TASK GOAL:
Take the data below and extract the lines from the one with "Target: woman in pink jacket" to the one with "x=907 y=131", inclusive, exactly as written.

AVAILABLE RECORDS:
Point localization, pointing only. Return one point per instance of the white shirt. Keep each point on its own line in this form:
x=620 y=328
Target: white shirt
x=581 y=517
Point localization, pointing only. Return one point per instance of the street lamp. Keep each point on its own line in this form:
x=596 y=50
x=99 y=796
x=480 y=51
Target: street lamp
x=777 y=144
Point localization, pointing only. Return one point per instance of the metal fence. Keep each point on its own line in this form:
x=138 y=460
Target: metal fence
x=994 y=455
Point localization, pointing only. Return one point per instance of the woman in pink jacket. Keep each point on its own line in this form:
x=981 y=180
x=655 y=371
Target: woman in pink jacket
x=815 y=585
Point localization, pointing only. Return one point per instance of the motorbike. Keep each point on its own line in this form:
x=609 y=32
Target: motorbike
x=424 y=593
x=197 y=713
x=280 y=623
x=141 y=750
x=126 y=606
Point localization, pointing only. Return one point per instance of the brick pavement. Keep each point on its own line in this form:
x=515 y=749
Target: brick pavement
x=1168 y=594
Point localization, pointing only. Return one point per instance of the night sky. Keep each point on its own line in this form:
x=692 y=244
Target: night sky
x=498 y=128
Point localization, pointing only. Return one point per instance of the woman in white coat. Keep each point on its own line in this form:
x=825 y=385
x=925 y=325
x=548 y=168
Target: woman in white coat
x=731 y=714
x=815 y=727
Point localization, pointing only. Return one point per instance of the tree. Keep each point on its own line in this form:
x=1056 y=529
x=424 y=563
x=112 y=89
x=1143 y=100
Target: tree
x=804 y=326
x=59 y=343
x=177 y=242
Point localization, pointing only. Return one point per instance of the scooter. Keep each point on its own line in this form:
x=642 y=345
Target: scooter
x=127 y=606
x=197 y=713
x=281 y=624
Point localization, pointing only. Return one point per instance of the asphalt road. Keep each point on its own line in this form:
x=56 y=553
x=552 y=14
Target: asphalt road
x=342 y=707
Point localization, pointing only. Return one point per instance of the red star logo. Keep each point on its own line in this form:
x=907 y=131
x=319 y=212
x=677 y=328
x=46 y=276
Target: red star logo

SOLUTION TO THIS EXERCISE:
Target: woman in pink jacket
x=815 y=585
Point localization, pointing only. Return one point per instance of the motorbike. Keep each point on its own line in this form:
x=609 y=32
Target: motorbike
x=424 y=593
x=197 y=713
x=280 y=623
x=141 y=750
x=126 y=606
Point localization, pointing only. Return one point per instance of the brick pavement. Keep each point on its own line in this form:
x=515 y=749
Target: brick pavement
x=1168 y=594
Point localization, pointing only. Return one point per instance of the night sky. Keep each point on its own line in this form:
x=692 y=244
Target: night sky
x=498 y=128
Point localization, pointing only. Return one point per instance of the woman in white coat. Keep each point on its own line in this form:
x=825 y=385
x=925 y=325
x=548 y=168
Target: woman in white coat
x=731 y=714
x=815 y=727
Point localization, pointing only. Return one point per instance of the tree. Keep each point on its own line in this form:
x=1056 y=529
x=424 y=563
x=112 y=89
x=1143 y=100
Target: tree
x=804 y=326
x=59 y=343
x=177 y=242
Point localization, pointing only. Return one point per instance of the scooter. Keep each point on its own line in this form:
x=642 y=345
Target: scooter
x=127 y=606
x=197 y=713
x=281 y=624
Point localization, pointing only. Return one point per instance of the asphalt road. Keep each point on its own line in this form:
x=56 y=553
x=552 y=14
Target: asphalt road
x=342 y=707
Point localization, pointing only. Return one point per instance of the red star logo. Keep each point on its own line in this form:
x=907 y=131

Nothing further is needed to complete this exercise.